**TASK DESCRIPTION**
Images aside, the whole listing should be written out word for word.

**GIVEN RECORDS**

________________________________________

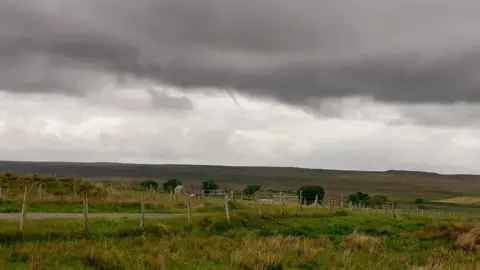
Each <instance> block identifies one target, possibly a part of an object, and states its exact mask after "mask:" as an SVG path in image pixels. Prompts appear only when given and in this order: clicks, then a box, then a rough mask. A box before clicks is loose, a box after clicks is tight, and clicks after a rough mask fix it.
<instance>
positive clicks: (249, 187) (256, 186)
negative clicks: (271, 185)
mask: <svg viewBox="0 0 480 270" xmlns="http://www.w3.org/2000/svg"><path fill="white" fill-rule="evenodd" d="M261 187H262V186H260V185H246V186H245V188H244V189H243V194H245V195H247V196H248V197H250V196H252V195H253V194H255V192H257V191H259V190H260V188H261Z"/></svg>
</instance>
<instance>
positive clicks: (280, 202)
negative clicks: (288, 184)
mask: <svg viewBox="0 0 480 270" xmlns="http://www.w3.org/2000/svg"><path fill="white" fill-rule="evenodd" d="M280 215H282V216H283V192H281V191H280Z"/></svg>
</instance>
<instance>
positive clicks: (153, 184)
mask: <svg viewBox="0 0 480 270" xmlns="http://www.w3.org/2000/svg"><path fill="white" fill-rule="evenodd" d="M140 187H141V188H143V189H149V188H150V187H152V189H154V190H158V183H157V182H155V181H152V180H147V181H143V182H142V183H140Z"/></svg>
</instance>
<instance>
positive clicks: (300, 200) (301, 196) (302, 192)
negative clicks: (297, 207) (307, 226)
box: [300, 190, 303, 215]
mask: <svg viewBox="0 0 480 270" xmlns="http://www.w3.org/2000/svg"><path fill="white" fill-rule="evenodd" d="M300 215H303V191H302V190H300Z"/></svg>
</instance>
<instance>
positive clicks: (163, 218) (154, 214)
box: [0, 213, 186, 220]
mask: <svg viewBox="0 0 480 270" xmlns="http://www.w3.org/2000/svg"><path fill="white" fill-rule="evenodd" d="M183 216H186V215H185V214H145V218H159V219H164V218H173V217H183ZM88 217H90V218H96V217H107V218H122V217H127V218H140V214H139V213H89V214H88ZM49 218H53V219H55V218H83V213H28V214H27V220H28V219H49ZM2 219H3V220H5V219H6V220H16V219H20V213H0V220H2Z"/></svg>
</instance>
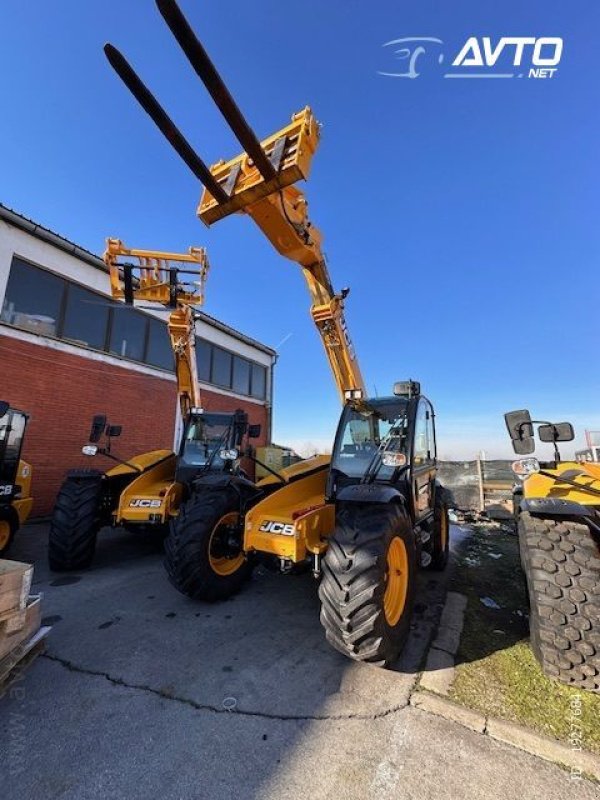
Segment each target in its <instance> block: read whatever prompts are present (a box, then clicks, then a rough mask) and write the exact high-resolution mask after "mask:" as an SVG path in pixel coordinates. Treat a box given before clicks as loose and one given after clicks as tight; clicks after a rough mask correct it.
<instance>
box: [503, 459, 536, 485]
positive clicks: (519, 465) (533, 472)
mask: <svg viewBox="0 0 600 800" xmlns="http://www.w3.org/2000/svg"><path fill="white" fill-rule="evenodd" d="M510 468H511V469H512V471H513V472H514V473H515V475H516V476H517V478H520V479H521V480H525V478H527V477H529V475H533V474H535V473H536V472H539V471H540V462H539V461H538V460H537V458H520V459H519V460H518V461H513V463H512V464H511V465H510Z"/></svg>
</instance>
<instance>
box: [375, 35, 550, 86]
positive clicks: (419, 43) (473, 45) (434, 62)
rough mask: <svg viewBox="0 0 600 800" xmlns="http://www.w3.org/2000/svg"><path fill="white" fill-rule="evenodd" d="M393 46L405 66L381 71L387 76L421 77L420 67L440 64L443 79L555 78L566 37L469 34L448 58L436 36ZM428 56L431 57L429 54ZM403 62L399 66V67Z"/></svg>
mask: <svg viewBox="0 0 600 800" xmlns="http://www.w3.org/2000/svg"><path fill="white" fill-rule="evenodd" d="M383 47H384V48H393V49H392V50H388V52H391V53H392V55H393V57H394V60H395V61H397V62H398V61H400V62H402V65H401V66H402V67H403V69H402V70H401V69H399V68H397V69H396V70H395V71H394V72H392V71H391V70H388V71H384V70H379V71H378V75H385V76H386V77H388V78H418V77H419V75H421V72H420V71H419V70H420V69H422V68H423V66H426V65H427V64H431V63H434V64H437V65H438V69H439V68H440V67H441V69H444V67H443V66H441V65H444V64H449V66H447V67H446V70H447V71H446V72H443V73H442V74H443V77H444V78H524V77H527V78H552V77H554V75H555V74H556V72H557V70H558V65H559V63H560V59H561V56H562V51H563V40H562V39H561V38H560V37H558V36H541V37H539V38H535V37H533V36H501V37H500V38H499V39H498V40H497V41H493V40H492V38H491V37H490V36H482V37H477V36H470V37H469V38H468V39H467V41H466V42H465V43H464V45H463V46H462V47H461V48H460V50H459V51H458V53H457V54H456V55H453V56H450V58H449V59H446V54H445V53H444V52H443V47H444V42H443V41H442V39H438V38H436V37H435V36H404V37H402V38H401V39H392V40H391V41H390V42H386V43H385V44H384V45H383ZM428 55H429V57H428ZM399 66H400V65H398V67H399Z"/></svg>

________________________________________

**WRITTEN RESPONSE**
Each <instance> block identifies one target, possibly a part of an object, and states its exact mask after "mask:" as an SVG path in image pixels. Prompts appear only when given and in this order: clicks, then a box, then a rough mask. A box before clicks is loose, a box after clicks is tight, and clicks after a rough mask fix it.
<instance>
positive clicks: (249, 187) (256, 186)
negative clicks: (271, 185)
mask: <svg viewBox="0 0 480 270" xmlns="http://www.w3.org/2000/svg"><path fill="white" fill-rule="evenodd" d="M261 187H262V186H260V185H246V186H245V188H244V189H243V194H245V195H247V196H248V197H250V196H252V195H253V194H255V192H257V191H259V190H260V188H261Z"/></svg>
</instance>
<instance>
positive clicks: (280, 202)
negative clicks: (288, 184)
mask: <svg viewBox="0 0 480 270" xmlns="http://www.w3.org/2000/svg"><path fill="white" fill-rule="evenodd" d="M280 215H282V216H283V192H281V191H280Z"/></svg>
</instance>
<instance>
positive clicks: (153, 184)
mask: <svg viewBox="0 0 480 270" xmlns="http://www.w3.org/2000/svg"><path fill="white" fill-rule="evenodd" d="M140 187H141V188H143V189H149V188H150V187H152V189H154V190H158V183H157V182H155V181H152V180H147V181H143V182H142V183H140Z"/></svg>
</instance>
<instance>
positive clicks: (300, 200) (301, 196) (302, 192)
negative clicks: (297, 207) (307, 226)
box: [300, 190, 303, 215]
mask: <svg viewBox="0 0 480 270" xmlns="http://www.w3.org/2000/svg"><path fill="white" fill-rule="evenodd" d="M300 215H303V191H302V190H300Z"/></svg>
</instance>
<instance>
positive clicks: (163, 218) (154, 214)
box: [0, 213, 186, 220]
mask: <svg viewBox="0 0 480 270" xmlns="http://www.w3.org/2000/svg"><path fill="white" fill-rule="evenodd" d="M183 216H186V215H185V214H145V218H159V219H164V218H173V217H183ZM88 217H90V218H96V217H107V218H122V217H127V218H140V214H139V213H89V214H88ZM49 218H53V219H55V218H83V213H28V214H27V220H28V219H49ZM2 219H3V220H5V219H6V220H16V219H20V213H0V220H2Z"/></svg>
</instance>
Segment each target in its <instance> block: read whatever prompts are present (a box, then clicks, then a rough mask) and write the exact high-resolution mask after "mask:" as an SVG path in pixel coordinates. Treat a box given before clicks as loose and one given after clicks as tight; clicks after a rough mask correct it.
<instance>
box: [503, 459, 536, 485]
positive clicks: (519, 465) (533, 472)
mask: <svg viewBox="0 0 600 800" xmlns="http://www.w3.org/2000/svg"><path fill="white" fill-rule="evenodd" d="M510 468H511V469H512V471H513V472H514V473H515V475H516V476H517V478H520V479H521V480H525V478H527V477H529V475H533V474H535V473H536V472H539V471H540V462H539V461H538V460H537V458H520V459H519V460H518V461H513V463H512V464H511V465H510Z"/></svg>
</instance>
<instance>
box: [375, 35, 550, 86]
positive clicks: (419, 43) (473, 45) (434, 62)
rough mask: <svg viewBox="0 0 600 800" xmlns="http://www.w3.org/2000/svg"><path fill="white" fill-rule="evenodd" d="M393 46L405 66L381 71L387 76L421 77L420 67L440 64L443 79L555 78L566 37L469 34L448 58L436 36ZM428 56L431 57L429 54ZM403 62L399 66V67Z"/></svg>
mask: <svg viewBox="0 0 600 800" xmlns="http://www.w3.org/2000/svg"><path fill="white" fill-rule="evenodd" d="M383 47H384V48H393V49H392V50H388V52H391V53H392V55H393V57H394V60H395V61H397V62H398V61H400V62H402V65H401V66H402V67H403V69H402V70H401V69H399V68H397V69H396V70H395V71H394V72H392V71H391V70H388V71H384V70H379V71H378V75H385V76H386V77H388V78H418V77H419V75H421V72H420V71H419V70H420V69H422V68H423V66H426V65H427V64H431V63H434V64H437V65H438V69H439V68H440V67H441V69H444V67H443V66H441V65H444V64H449V66H447V67H446V70H447V71H446V72H443V73H442V74H443V77H444V78H524V77H527V78H552V77H554V75H555V74H556V72H557V70H558V65H559V63H560V59H561V56H562V51H563V40H562V39H561V38H560V37H558V36H541V37H539V38H535V37H533V36H501V37H500V38H499V39H498V40H497V41H493V40H492V38H491V37H490V36H482V37H477V36H470V37H469V38H468V39H467V41H466V42H465V43H464V45H463V46H462V47H461V48H460V50H459V51H458V53H457V54H456V55H453V56H450V58H449V59H446V54H445V53H444V52H443V47H444V42H443V41H442V39H438V38H436V37H435V36H404V37H402V38H401V39H392V40H391V41H390V42H386V43H385V44H384V45H383ZM428 55H429V57H428ZM399 66H400V65H398V67H399Z"/></svg>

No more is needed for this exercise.